SET EXERCISE 1: Identify every line in the records that contains the word "grass" and copy each one. Case counts.

SOURCE EXTRACT:
Why System Design?

The system design aims at choosing the equipment which together with the energy cost gives the lowest total cost for the ventilation during the project.

The important part of the system design is the ventilator calculation which give following answers, necessary for choosing fans and ducting:

- Max system pressure
- Total leakage
- Lowest necessary air flow to comply with regulations regarding diesel equipment and personnel in the tunnel.
- Max motor load
- Energy consumption

By the use of frequency inverters to control/start a fan, the fan speed can be set to any from 0 to full speed. This is achieved by the function of the inverter which outputs a frequency of 0-300 Hz. Normally, the output from the frequency inverter for a tunnelling fan is 10-60 Hz. Lower than 10 Hz, the cooling of the fan motors can be to low and higher than 60 Hz, the strain on the fan impeller starts to be too high.

Example: if the fan speed is 1500 rpm at 50 Hz, with the frequency reduced to 25 Hz, the fan speed is 750 rpm. The incoming power to the frequency inverter is always determined by the local electric grid, 50 Hz for some countries, 60 Hz for other.

The power load on a fan is in relation to the fan speed by cubed. Example: if a fan is running at full speed 1500 rpm and the power load is 100 kW, with the fan is running at half speed 750 rpm, the theoretical power load is 12,5 kW. A reduction of 87,5 kW! Since there are some energy losses in the frequency inverter composed mostly of heat, the practical power load at half speed is 15% compared to full speed, saving of 85%.

The airflow delivered by the fan is linearly in relation to the fan speed which means at half speed, the airflow is half compared to full speed.

In a drill & blast tunnel, normally, several works do not require so much airflow which means when those works are going on, the fan speed should be reduced. Those works are scaling, drilling, charging etc. Normally, the drill & blast tunnelling can be described as following ”cycle”: It starts with blasting. After blasting, mucking out the blasted rock starts. After the mucking is finished, scaling starts and after that, drilling and charging.

__Swedfan´s recommendation for max energy saving is following: __

immediately after the blast, the fan is started and run at full speed in order to ventilate the blasting fumes out quickest possible. (this normally takes 20-40 minutes)

MATERIAL PROVIDED:
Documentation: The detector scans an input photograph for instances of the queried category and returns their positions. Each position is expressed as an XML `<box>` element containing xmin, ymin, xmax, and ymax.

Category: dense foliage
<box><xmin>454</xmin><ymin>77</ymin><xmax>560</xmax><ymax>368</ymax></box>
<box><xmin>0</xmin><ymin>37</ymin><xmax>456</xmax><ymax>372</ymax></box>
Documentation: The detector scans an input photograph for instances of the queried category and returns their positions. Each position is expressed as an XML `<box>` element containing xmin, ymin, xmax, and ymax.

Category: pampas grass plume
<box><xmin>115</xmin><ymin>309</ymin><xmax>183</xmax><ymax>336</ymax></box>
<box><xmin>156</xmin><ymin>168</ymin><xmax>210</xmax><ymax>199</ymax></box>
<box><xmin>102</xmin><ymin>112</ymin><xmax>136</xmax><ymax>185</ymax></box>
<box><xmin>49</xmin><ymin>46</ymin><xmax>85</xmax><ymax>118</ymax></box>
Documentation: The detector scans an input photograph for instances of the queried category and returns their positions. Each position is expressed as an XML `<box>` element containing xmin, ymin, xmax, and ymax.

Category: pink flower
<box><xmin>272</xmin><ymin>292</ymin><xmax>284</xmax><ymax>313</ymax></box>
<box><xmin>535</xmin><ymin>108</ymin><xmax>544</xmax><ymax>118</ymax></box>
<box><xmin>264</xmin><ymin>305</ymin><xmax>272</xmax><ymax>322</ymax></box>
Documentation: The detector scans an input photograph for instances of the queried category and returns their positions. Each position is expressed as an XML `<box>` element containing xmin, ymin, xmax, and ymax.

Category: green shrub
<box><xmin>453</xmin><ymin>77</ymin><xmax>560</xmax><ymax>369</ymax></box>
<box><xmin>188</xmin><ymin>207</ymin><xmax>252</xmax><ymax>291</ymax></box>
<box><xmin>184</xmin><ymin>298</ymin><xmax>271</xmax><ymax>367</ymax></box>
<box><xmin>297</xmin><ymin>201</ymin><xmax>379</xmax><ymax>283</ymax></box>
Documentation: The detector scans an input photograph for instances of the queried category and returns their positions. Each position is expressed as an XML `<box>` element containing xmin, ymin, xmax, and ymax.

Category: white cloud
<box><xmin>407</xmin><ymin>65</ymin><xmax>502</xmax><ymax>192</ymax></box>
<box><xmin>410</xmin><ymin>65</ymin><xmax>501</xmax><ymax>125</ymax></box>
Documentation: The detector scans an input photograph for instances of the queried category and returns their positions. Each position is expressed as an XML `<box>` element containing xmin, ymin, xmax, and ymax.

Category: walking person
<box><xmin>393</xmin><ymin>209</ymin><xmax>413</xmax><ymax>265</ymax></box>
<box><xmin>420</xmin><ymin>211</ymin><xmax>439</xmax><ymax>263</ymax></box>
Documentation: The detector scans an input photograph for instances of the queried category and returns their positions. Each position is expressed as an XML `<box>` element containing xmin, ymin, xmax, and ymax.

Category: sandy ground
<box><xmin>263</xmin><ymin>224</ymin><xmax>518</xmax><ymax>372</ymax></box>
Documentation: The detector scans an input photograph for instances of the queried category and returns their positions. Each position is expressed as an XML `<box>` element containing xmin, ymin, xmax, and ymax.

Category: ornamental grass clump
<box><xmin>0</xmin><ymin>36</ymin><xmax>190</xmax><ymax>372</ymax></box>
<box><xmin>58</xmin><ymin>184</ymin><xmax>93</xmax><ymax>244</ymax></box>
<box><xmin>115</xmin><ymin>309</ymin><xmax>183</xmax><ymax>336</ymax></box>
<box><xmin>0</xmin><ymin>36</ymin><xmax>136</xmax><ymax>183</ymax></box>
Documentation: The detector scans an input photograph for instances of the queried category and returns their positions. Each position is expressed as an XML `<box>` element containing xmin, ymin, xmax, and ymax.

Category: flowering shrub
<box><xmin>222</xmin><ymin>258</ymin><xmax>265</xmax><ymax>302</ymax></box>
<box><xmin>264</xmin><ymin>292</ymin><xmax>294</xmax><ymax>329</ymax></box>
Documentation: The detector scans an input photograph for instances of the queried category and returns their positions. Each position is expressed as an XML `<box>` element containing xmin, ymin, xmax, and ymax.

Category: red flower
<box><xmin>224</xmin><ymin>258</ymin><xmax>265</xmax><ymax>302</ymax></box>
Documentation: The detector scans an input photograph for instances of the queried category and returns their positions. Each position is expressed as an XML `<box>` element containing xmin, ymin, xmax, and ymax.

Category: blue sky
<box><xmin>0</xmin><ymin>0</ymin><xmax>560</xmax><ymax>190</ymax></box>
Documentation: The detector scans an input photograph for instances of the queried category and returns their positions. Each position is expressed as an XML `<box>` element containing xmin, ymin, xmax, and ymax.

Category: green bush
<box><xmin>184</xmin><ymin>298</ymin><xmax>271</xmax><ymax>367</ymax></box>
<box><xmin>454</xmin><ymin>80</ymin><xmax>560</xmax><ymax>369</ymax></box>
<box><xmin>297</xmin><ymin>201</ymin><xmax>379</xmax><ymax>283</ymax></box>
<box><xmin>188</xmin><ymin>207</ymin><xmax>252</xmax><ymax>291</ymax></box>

SET EXERCISE 2: List every answer that the tunnel ventilation page says the ventilator calculation provides.

EXERCISE OUTPUT 1:
Category: pampas grass plume
Category: ornamental grass clump

EXERCISE OUTPUT 2:
- Max system pressure
- Total leakage
- Lowest necessary air flow to comply with regulations regarding diesel equipment and personnel in the tunnel
- Max motor load
- Energy consumption